____ Provided text

Semi-Supervised, Attention-Based Deep Learning for Predicting TMPRSS2:ERG Fusion Status in Prostate Cancer Using Whole Slide Images.
Academic Article
Overview
abstract
Prostate cancer (PCa) harbors several genetic alterations, the most prevalent of which is TMPRSS2:ERG gene fusion, affecting nearly half of all cases. Capitalizing on the increasing availability of whole-slide images (WSIs), this study introduces a deep learning (DL) model designed to detect TMPRSS2:ERG fusion from H&E-stained WSIs of radical prostatectomy specimens. Leveraging the TCGA prostate adenocarcinoma cohort, which comprises 436 WSIs from 393 patients, we developed a robust DL model, trained across ten different splits, each consisting of distinct training, validation, and testing sets. The model's best performance achieved an Area Under the ROC curve (AUC) of 0.84 during training, and 0.72 on the TCGA test set. This model was subsequently validated on an independent cohort comprising 314 WSIs from a different institution, in which it has a robust performance at predicting TMPRSS2:ERG fusion with an AUC of 0.73. Importantly, the model identifies highly-attended tissue regions associated with TMPRSS2:ERG fusion, characterized by higher neoplastic cell content and altered immune and stromal profiles compared to fusion-negative cases. Multivariate survival analysis revealed that these morphological features correlate with poorer survival outcomes, independent of Gleason grade and tumor stage. This study underscores the potential of DL in deducing genetic alterations from routine slides and identifying their underlying morphological features which might harbor prognostic information. Implications: Our study illuminates the potential of deep learning in effectively inferring key prostate cancer genetic alterations from the tissue morphology depicted in routinely available histology slides, offering a cost-effective method that could revolutionize diagnostic strategies in oncology.

________
____ Records provided

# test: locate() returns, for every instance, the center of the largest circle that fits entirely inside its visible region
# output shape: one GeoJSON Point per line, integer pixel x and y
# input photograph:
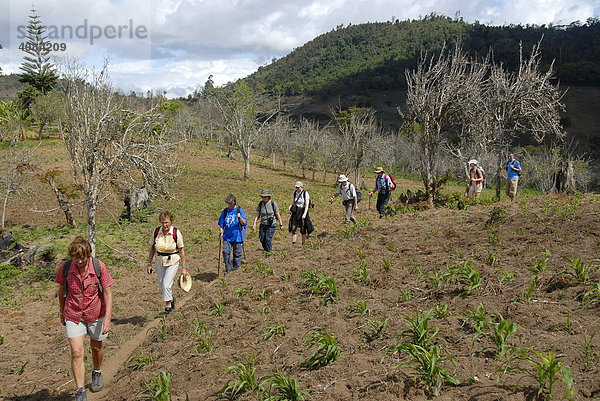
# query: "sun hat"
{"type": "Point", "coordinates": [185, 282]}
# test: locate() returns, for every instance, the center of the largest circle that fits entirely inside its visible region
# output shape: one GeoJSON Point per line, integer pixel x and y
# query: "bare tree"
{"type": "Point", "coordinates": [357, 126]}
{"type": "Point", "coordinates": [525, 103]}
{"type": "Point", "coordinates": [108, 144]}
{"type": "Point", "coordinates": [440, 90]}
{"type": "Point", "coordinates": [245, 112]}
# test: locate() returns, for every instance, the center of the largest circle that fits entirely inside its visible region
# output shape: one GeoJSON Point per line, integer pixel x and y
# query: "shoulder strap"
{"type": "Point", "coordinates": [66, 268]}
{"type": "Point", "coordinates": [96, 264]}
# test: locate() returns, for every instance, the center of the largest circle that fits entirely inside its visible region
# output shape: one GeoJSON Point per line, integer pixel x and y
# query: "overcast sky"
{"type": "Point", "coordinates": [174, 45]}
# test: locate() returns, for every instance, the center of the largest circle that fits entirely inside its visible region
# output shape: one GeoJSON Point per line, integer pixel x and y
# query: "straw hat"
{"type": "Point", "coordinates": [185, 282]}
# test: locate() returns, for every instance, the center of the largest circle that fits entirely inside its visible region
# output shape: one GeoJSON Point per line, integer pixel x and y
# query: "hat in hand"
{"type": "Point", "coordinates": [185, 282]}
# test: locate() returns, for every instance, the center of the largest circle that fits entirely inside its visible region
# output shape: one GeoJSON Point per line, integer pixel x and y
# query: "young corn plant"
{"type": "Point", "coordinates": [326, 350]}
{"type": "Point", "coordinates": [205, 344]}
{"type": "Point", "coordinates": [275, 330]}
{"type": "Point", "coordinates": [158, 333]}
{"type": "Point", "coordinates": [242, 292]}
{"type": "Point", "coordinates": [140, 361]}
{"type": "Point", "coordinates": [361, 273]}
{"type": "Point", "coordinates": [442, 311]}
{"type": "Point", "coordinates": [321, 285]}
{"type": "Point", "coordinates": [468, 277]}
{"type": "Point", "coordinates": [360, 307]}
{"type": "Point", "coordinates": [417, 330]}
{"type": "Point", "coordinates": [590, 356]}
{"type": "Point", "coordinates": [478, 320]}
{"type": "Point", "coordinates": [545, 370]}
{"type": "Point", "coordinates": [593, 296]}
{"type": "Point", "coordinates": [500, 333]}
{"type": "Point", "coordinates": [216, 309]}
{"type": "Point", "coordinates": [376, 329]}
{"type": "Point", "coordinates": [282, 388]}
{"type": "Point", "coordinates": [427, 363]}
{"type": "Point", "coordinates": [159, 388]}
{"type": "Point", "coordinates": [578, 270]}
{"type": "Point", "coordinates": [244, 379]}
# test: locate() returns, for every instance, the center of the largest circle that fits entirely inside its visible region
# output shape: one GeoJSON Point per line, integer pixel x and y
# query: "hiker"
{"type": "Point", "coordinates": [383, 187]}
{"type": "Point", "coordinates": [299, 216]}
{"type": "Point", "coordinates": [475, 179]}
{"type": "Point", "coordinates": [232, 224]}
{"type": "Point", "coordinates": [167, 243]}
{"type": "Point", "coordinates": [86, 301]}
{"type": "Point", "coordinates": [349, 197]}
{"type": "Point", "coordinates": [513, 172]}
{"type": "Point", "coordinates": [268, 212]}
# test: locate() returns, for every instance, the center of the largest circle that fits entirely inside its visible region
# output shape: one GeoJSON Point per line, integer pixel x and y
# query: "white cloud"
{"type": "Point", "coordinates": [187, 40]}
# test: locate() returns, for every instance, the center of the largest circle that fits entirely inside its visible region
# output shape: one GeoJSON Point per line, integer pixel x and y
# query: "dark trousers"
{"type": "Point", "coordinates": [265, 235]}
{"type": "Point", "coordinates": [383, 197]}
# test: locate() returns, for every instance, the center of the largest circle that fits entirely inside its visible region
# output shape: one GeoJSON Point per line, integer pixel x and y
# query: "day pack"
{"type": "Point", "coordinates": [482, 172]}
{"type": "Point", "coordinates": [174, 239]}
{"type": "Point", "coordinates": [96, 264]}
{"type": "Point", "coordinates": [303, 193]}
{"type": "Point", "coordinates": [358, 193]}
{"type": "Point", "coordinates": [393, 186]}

________

▶ _Exercise objective_
In the prostate cancer abstract, what AUC did the model reach on the independent validation cohort?

▶ _Solved problem_
0.73